_Work order_
Restate the records word for word, omitting nothing.

######

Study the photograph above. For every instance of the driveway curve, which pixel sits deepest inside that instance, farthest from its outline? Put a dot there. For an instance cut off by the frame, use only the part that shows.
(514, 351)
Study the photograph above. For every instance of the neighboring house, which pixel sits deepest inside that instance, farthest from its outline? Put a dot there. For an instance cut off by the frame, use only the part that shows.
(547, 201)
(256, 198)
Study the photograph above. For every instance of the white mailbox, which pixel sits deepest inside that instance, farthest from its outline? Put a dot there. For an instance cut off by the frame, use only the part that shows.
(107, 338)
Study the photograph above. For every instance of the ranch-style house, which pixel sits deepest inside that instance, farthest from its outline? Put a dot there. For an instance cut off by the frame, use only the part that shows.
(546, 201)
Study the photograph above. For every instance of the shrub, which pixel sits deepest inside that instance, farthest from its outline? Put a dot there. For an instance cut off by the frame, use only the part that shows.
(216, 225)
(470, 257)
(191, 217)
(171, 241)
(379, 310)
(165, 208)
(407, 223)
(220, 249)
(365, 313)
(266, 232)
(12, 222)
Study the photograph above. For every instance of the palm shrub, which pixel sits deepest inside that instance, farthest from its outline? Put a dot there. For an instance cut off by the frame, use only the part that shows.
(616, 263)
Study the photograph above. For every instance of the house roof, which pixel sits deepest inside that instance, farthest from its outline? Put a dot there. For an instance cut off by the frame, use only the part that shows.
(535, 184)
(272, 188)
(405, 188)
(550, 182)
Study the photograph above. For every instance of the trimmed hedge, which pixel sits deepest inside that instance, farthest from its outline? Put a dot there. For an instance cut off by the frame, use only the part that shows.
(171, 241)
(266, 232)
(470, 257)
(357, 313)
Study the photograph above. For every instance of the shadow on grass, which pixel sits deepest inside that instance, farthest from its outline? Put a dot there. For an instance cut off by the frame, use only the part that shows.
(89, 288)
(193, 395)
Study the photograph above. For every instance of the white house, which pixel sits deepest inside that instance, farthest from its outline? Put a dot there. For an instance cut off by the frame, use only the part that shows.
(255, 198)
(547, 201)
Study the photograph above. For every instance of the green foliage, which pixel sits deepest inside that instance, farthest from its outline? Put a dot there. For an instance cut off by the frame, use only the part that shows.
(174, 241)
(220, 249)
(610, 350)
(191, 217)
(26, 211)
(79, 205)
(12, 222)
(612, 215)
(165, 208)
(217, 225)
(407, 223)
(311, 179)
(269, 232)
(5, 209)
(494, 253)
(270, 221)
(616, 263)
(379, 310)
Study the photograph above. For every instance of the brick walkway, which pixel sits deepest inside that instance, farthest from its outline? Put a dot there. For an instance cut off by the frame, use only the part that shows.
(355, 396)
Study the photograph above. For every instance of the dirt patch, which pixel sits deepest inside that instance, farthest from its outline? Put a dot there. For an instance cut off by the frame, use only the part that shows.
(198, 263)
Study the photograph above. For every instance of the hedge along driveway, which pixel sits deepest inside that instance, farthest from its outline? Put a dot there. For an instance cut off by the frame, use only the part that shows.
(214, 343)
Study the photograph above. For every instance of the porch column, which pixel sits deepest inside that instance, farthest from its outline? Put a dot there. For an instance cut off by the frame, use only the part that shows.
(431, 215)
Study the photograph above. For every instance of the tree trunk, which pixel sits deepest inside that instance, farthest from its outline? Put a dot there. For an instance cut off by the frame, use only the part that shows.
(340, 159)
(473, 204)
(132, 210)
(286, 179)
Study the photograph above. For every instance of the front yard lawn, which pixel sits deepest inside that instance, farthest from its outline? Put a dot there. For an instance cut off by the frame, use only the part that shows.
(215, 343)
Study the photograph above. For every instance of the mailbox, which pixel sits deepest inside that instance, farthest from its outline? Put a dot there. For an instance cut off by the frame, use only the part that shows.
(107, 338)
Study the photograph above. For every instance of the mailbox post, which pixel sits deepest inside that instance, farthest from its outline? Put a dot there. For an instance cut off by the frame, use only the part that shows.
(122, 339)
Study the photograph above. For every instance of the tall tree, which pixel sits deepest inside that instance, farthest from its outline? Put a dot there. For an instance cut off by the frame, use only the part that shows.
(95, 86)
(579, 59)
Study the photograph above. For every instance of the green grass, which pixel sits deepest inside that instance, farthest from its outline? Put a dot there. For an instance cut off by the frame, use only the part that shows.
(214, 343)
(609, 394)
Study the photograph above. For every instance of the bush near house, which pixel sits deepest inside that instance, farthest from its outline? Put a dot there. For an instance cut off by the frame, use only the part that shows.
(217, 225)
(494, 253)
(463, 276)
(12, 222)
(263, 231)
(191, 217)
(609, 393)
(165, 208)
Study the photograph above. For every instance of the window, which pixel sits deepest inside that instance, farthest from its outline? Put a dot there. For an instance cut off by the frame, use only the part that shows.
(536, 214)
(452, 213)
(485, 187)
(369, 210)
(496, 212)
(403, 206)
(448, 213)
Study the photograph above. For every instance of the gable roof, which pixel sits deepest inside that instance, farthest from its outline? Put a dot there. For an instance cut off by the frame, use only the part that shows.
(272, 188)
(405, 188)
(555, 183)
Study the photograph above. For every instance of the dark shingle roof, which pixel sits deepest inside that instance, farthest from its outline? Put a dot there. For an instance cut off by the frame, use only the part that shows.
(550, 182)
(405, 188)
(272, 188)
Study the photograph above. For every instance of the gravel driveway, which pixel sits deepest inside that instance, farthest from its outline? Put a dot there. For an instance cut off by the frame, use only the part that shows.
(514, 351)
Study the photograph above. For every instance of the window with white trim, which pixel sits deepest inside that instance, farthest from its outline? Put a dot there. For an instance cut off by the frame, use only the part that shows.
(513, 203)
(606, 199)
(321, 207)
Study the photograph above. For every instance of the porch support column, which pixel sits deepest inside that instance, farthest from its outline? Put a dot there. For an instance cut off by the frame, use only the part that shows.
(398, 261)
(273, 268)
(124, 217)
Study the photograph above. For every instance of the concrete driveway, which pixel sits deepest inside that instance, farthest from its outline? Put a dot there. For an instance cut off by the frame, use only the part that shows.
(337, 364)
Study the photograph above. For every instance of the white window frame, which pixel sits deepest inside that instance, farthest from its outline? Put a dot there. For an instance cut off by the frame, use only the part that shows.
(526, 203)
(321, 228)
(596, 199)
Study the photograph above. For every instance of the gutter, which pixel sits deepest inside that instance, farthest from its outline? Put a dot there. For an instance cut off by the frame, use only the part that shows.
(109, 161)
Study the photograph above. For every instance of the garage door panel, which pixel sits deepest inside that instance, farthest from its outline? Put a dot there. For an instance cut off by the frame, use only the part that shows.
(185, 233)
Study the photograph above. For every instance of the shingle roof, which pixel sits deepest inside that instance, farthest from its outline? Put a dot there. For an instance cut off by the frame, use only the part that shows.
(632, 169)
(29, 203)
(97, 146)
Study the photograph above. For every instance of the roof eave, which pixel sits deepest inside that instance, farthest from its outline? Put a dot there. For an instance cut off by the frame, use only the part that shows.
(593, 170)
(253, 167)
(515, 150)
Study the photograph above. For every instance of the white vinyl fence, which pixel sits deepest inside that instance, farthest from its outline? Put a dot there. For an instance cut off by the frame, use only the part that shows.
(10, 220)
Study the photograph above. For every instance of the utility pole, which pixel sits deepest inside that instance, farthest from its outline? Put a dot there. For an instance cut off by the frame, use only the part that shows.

######

_Solution for this problem_
Study the photograph above. For every instance of the driveway curve, which pixel sits deepest inside that instance, farthest from its outline? Put a dot there. For an instance cut off by the frame, use only the part that shows.
(514, 351)
Study the photograph above. For every instance of the neighboring house, which pixel sits deepest inside that instance, farthest from its outline? Put a dot there. For an instance cut off by the frame, use only the part that shows.
(547, 201)
(256, 198)
Study the photograph above. For every instance of the white mailbox, which pixel sits deepest inside that instance, farthest from its outline? Put a dot there. For an instance cut off by the frame, use only the part that shows.
(107, 338)
Study the photograph above. For every instance of the ranch-style house, which pixel sits deepest inside that instance, farthest from its outline? Put a dot there. For an instance cut off by the frame, use only the part that shows.
(546, 201)
Study the photograph above. For every instance of the shrub, which pixel sits deepest inside that instance, farthest from its outline? Put a dot there. For an instance cut off by the frame, use only the part that shows.
(216, 225)
(470, 257)
(191, 217)
(171, 241)
(379, 310)
(165, 208)
(407, 223)
(220, 249)
(365, 313)
(266, 232)
(12, 222)
Study the photograph above. For every instance of the palm shrub, which pixel sits deepest inside that instance, farthest from its outline? Put a dot there. For an instance cut off by the frame, use only the part that shows.
(616, 263)
Study the photograph above. For every instance of the house roof, which pixel sits deepest inside that instance, farthest from its outline? Put a dot there. For an instance cut off by the frame, use only the part that shows.
(535, 184)
(272, 188)
(405, 188)
(550, 182)
Study the photograph above. For every instance of the trimmed hedge, which pixel sits deepest inside that instance, farthest from its outline? Put a dot there. For an instance cut off by the frame, use only the part that shows.
(171, 241)
(266, 232)
(470, 257)
(357, 313)
Study the photograph above. For every instance of the shadow on grass, which pixel sits deepest inside that instance, farthest from its outline? Put a dot there. For an instance cut off by the frame, use only the part that shows.
(89, 288)
(193, 395)
Study the photograph above. For every instance of the white house, which pixel sits deepest inside that instance, farthest from its outline? Put a dot there. For an instance cut off by the frame, use only the part that shows.
(255, 198)
(547, 201)
Study the photograph above. For every instance of the green foliage, which pixel sits deepest inside that instance, farthest from its outline? Put a dot there. For an instance cut off by the frame, use only the part that shows.
(174, 241)
(220, 249)
(610, 350)
(191, 217)
(26, 211)
(79, 205)
(12, 222)
(612, 215)
(165, 208)
(217, 225)
(407, 223)
(311, 179)
(269, 232)
(5, 209)
(494, 253)
(270, 221)
(616, 263)
(379, 310)
Study the photograph above. For every instance of the brick walkway, which pixel sits deepest inside that instance, farthest from its outline? Put a dot there. For an instance cut off by the frame, use only the part that shows.
(355, 396)
Study the photograph above. For every instance of the dirt patch, which pixel sits deepest inside that instance, farthest from its outline? Put a dot there. For an instance cut off by the frame, use only the part that shows.
(198, 263)
Study the photograph above. For every instance of the hedge along driveway, which pixel sits deepest inside that instance, farthest from its outline? Put a dot there. For an instance cut off by the frame, use only the part that shows.
(214, 343)
Study the photograph above. For every instance of the porch column, which pixel sits deepest inside that instance, farthest from its outline? Put a dot there. For an instance cut off by the frame, use only the part that shows.
(431, 215)
Study the photograph above. For every instance of the tree trunk, which pixel sits deepest inside that instance, farthest from its outline? Put a dot there. For an instance cut off by the frame, use only the part that shows.
(340, 159)
(473, 204)
(132, 210)
(286, 179)
Study the photograph above. For every instance of the front yard lawn, which pixel sits deepest inside that instance, farthest from its outline? Put a dot there. For an instance cut off by the frame, use only the part that shows.
(215, 343)
Study the photograph above. For every instance of the mailbox, which pixel sits deepest inside that instance, farthest from its outline? Put a dot there. For an instance cut off by the frame, use only the part that shows.
(107, 338)
Study the photograph above. For every instance of the mailbox post, which pixel sits deepest inside that instance, farthest from its outline? Put a dot there. For an instance cut off by the frame, use only the part that shows.
(122, 339)
Study the photograph above. For every instance of the tall tree, which pixel sits deepest inside that instance, farthest from its outline? Put a dot there. For an instance cut off by the frame, use only the part that shows.
(95, 86)
(579, 59)
Study the photograph above. For every instance of the green grass, which pixel sits deepest inside that instance, farthest from its outline? Put a dot there. For an instance cut off by the frame, use only the part that shows.
(214, 343)
(609, 394)
Study the photograph above. For every instance of the bush near house, which pixel sits deepest inside that instance, farthest from its outline? Put a dot there. For an instance cut off by the frame, use only the part that shows.
(217, 225)
(494, 253)
(463, 276)
(12, 222)
(263, 231)
(191, 217)
(609, 393)
(165, 208)
Study the photograph above. For every instance of the window, which pixel sits deepest inside that instance, farthest from its outline? Put a dot there. For an instance cut off by the frame, use only the part that shows.
(536, 214)
(452, 213)
(485, 187)
(369, 210)
(496, 212)
(403, 206)
(448, 213)
Study the photograph above. For every instance of the gable roof, which pixel sits deepest inside that instance, farthest from its outline? Put a dot there. For an instance cut off by the frame, use only the part that shows.
(272, 188)
(405, 188)
(555, 183)
Study the photograph above. For every instance of the dark shingle roof, which pixel sits deepest inside that instance, farthest from its outline? Put a dot there. For an instance cut off by the frame, use only the part that shows.
(550, 182)
(405, 188)
(272, 188)
Study the photograph above. For every instance of the gravel driveway, which pixel sits deepest inside that instance, farthest from its outline? Put a dot there. For an instance cut off by the frame, use only the part that shows.
(514, 351)
Study the photograph above. For every instance of the window with white trim, which pixel sits deepest inside that instance, farthest from its outline? Put a dot there. For an instance cut off by the frame, use only the part that shows.
(513, 203)
(606, 199)
(321, 207)
Study the photograph above. For every instance of the porch support column, which pixel sits deepest inside that instance, farthest from its outline? Put a dot there. For an instance cut off by the frame, use only the part that shows.
(398, 261)
(273, 268)
(124, 217)
Study the photograph above. For every instance of the concrete driveway, which pixel sits deepest inside that instance, farthest from its outline? Put a dot there. For an instance cut off by the frame, use only the part that shows.
(337, 364)
Study the photograph above. For every instance of the white window frame, which pixel sits deepest inside that instance, farthest from its outline? Put a dot there. For an instance cut off by the frame, use only the part that shows.
(526, 203)
(321, 228)
(596, 199)
Study the photograph above. For every instance of the gutter, which pixel sits deepest inside that instance, farthest from its outline? Put a dot there. For an instance cut off by the frame, use only the part that shows.
(109, 161)
Study the photograph above. For every instance of the garage door panel, which pixel sits deepest inside that instance, farthest from its outline? Put a dot there. For an instance cut off by the frame, use only the part that shows.
(185, 233)
Study the photograph above. For every instance of the shingle roof, which pixel sits deepest inside that instance, farthest from its outline? Put a dot there. For an instance cut off by the frame, use only the part that shows.
(632, 169)
(29, 203)
(97, 146)
Study the photograph above. For every instance of the roof eave, which pixel sits deepest inside that instance, farthest from its outline? Put a dot there. For an instance cut off by the frame, use only the part that shows.
(593, 170)
(253, 167)
(515, 150)
Study the photograph above. For every instance of the white vinyl fence, which pixel sits deepest inside that instance, farthest from its outline? Put a dot there. For an instance cut off by the frame, use only the part that shows.
(10, 220)
Study the photograph above. For every instance of the utility pole, which pixel sits deepest inside that instance, farthest from its outline? Put a dot there. For an instance cut off by the frame, use only the part that shows.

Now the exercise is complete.